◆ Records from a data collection
========================================
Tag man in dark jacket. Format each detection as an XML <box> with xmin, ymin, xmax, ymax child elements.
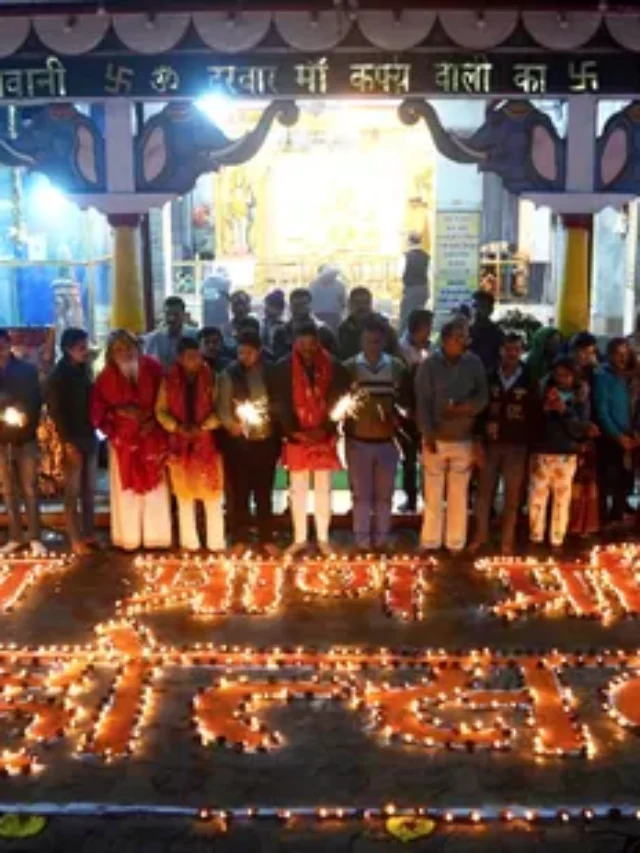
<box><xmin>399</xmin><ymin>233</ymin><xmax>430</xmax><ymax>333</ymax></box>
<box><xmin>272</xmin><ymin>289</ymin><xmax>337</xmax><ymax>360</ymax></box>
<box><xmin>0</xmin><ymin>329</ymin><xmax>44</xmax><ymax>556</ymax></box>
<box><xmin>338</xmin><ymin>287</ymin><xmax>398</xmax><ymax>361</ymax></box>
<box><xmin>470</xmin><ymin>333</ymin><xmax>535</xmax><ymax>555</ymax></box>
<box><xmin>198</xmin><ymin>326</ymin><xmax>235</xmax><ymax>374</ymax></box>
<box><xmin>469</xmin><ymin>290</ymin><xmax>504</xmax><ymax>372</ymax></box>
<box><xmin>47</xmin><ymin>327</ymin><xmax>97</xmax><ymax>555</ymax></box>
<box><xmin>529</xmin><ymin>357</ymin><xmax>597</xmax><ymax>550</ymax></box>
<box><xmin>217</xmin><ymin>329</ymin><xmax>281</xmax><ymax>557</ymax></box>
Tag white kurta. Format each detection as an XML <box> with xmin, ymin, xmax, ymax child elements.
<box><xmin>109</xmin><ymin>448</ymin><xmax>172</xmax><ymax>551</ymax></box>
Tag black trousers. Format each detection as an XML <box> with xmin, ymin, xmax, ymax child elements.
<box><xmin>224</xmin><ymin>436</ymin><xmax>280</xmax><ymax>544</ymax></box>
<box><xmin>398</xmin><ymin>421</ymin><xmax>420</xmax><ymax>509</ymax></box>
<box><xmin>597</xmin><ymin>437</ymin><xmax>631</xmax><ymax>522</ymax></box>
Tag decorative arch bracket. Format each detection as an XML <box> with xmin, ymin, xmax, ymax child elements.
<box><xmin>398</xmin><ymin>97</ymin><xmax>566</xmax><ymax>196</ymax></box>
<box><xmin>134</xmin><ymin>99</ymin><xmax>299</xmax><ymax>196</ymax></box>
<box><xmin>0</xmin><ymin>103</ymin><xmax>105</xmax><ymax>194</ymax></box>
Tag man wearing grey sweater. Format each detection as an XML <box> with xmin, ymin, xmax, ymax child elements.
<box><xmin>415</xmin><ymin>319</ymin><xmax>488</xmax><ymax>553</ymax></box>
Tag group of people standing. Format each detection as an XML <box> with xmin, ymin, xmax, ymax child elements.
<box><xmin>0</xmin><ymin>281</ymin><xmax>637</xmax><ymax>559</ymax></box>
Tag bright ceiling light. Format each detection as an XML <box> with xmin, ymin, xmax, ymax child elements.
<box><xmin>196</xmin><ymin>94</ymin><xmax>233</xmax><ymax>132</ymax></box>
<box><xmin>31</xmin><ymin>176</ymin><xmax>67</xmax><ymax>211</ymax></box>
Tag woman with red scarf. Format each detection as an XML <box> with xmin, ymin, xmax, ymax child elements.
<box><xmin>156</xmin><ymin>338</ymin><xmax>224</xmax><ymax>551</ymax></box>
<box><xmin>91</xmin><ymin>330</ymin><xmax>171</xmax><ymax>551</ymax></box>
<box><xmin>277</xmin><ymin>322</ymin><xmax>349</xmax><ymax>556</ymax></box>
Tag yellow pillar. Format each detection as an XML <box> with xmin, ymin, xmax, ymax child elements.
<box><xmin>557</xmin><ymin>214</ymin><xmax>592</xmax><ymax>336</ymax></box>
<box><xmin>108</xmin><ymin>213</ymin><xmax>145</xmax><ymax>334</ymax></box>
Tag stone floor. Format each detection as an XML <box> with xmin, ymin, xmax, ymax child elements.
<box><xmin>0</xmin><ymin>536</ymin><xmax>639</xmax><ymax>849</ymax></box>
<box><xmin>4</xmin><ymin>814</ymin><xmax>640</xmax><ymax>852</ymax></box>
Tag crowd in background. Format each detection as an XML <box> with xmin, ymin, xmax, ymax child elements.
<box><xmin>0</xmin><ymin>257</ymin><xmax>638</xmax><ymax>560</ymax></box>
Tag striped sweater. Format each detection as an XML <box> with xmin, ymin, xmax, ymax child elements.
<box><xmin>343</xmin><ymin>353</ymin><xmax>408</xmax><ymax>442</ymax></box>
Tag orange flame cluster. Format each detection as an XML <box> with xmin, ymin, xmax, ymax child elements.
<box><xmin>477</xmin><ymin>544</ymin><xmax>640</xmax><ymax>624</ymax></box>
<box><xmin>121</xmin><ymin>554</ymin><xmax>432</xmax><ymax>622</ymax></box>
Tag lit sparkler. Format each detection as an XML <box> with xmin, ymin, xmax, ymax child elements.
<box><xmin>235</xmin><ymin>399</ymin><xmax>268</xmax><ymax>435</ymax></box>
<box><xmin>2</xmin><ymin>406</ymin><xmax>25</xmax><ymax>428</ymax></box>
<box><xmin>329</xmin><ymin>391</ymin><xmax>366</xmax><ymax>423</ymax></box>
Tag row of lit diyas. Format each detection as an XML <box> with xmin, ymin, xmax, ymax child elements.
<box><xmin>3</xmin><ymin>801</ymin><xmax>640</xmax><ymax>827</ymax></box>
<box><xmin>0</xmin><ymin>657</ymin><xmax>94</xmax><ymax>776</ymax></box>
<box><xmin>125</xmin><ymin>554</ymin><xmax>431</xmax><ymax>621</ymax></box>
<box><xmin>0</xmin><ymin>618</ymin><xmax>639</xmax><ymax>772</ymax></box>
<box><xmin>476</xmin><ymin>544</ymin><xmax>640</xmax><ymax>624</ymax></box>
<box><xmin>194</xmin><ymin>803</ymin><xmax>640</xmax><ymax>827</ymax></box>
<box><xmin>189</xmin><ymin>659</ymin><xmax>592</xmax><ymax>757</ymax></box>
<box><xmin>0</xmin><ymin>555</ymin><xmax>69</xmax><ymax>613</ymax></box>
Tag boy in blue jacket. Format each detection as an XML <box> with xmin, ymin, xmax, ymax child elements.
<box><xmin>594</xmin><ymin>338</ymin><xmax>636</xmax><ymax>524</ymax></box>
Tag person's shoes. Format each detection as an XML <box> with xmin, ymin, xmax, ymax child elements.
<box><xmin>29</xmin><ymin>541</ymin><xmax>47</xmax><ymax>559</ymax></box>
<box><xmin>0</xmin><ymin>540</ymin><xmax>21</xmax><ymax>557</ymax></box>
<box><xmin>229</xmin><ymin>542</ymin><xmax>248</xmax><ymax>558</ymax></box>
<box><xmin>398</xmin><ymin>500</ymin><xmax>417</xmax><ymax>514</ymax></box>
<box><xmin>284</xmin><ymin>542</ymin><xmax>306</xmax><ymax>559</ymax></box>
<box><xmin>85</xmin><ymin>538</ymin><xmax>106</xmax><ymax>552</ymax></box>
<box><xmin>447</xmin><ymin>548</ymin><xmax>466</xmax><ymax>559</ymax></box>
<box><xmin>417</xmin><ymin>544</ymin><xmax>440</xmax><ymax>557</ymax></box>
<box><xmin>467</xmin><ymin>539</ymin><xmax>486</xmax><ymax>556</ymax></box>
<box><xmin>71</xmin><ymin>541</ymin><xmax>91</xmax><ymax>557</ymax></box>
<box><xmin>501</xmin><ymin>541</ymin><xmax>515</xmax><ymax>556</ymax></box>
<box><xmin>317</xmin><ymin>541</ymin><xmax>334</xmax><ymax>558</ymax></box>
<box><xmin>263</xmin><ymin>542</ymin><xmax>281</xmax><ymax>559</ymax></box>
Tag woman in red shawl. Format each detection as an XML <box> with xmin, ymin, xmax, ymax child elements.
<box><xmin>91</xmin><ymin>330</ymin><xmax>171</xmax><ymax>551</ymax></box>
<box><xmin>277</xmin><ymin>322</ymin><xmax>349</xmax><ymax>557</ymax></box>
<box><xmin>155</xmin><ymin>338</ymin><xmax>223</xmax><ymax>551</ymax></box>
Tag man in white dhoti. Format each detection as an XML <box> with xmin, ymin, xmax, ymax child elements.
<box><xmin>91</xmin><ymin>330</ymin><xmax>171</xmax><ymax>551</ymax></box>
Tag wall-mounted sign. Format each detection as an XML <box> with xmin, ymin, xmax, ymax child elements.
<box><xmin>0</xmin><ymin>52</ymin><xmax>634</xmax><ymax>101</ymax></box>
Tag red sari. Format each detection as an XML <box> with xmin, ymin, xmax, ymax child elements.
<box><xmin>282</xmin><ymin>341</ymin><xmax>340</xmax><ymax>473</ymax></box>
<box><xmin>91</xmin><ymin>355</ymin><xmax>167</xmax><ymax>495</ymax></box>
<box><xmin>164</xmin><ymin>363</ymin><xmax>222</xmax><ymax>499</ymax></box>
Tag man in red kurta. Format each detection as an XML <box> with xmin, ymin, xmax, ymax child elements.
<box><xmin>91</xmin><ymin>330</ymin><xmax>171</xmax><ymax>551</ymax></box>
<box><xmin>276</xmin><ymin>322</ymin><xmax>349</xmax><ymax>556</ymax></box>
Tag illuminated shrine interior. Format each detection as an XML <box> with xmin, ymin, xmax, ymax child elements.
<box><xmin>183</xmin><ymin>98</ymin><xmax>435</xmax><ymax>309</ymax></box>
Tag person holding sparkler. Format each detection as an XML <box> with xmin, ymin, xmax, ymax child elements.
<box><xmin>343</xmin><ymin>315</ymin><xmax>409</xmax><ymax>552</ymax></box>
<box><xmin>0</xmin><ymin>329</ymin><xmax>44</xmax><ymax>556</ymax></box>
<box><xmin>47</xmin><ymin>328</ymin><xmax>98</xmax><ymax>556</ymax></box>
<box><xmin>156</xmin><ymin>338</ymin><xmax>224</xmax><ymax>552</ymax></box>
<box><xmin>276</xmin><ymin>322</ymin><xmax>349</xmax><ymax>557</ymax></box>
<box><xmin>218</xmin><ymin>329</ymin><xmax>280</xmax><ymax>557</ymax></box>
========================================
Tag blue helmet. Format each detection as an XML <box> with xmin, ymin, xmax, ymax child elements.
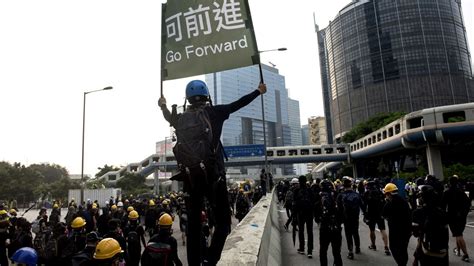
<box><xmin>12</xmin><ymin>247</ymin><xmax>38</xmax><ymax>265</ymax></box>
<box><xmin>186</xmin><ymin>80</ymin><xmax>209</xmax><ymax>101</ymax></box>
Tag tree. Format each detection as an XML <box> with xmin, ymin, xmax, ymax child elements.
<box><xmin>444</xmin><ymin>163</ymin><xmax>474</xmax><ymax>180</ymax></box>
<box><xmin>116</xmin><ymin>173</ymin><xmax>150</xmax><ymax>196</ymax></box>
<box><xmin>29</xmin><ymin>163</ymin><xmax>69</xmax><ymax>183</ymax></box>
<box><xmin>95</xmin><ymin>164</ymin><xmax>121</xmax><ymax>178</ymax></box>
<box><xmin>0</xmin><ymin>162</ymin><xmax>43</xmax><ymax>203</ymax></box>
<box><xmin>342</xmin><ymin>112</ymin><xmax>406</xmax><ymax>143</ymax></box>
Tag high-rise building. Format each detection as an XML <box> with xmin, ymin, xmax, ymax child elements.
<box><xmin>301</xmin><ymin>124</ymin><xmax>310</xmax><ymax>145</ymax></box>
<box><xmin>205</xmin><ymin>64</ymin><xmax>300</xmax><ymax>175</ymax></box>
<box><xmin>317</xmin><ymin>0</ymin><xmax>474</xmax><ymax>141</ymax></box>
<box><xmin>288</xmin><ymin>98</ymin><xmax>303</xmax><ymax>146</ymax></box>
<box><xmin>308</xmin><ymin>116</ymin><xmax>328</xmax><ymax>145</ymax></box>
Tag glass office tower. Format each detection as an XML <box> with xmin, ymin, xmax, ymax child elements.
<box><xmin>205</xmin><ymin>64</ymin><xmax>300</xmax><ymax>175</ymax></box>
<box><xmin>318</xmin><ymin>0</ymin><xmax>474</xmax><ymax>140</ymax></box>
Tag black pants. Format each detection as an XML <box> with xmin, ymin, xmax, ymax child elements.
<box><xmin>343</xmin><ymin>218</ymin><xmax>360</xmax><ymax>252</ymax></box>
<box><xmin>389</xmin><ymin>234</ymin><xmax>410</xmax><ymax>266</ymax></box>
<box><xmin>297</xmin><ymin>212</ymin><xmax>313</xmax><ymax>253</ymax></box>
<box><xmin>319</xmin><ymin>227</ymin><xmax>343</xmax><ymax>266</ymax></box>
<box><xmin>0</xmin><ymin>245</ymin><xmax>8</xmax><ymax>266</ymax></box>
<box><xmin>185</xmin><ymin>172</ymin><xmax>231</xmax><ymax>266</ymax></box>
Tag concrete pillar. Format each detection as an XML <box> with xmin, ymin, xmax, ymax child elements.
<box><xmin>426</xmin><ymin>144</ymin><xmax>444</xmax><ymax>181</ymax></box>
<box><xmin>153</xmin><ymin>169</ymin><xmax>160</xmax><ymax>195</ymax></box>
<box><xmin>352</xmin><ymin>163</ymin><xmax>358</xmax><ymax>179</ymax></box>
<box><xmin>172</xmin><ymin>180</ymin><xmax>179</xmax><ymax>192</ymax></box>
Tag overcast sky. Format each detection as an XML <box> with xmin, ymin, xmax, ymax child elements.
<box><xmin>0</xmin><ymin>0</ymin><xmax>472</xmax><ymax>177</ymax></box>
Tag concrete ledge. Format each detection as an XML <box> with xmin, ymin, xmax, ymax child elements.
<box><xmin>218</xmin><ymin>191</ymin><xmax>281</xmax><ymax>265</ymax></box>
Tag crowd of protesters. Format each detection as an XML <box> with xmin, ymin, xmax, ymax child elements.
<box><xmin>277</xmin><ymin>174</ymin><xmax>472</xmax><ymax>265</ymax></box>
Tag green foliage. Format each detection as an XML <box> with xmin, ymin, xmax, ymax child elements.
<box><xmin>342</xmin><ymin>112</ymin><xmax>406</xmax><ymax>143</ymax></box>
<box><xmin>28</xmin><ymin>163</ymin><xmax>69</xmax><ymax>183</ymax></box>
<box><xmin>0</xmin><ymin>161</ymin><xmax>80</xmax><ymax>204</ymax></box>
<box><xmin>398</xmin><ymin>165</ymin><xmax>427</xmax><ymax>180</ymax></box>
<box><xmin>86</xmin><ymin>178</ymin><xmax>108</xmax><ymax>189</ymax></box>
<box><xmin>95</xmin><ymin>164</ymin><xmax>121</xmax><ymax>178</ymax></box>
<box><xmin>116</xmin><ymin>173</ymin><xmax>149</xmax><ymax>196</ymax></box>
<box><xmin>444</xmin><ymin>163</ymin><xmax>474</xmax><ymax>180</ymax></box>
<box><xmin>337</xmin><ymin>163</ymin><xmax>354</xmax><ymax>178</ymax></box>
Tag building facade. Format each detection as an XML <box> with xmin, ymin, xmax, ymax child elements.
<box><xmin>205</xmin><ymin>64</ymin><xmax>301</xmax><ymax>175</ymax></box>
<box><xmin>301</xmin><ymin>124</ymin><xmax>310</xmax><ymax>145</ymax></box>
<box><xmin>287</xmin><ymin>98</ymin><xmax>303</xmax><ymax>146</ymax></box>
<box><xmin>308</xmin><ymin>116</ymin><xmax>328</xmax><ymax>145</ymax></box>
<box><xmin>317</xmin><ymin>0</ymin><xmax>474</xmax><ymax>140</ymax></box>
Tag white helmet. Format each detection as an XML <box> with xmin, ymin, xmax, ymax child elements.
========================================
◆ What you need to do
Would you copy, unchanged, the stretch of the records above that begins at the line containing "Tag building facade." and ends at the line containing "Tag white helmet.", and only that?

◆ Written response
Tag building facade. Format each detection as an XML <box> with xmin, ymin, xmax, ymax child elements.
<box><xmin>205</xmin><ymin>64</ymin><xmax>301</xmax><ymax>175</ymax></box>
<box><xmin>301</xmin><ymin>124</ymin><xmax>310</xmax><ymax>145</ymax></box>
<box><xmin>287</xmin><ymin>98</ymin><xmax>303</xmax><ymax>146</ymax></box>
<box><xmin>308</xmin><ymin>116</ymin><xmax>328</xmax><ymax>145</ymax></box>
<box><xmin>317</xmin><ymin>0</ymin><xmax>474</xmax><ymax>140</ymax></box>
Tag white helmet. Format each detection as an XML <box> with xmin, ymin, xmax, ymax child elements.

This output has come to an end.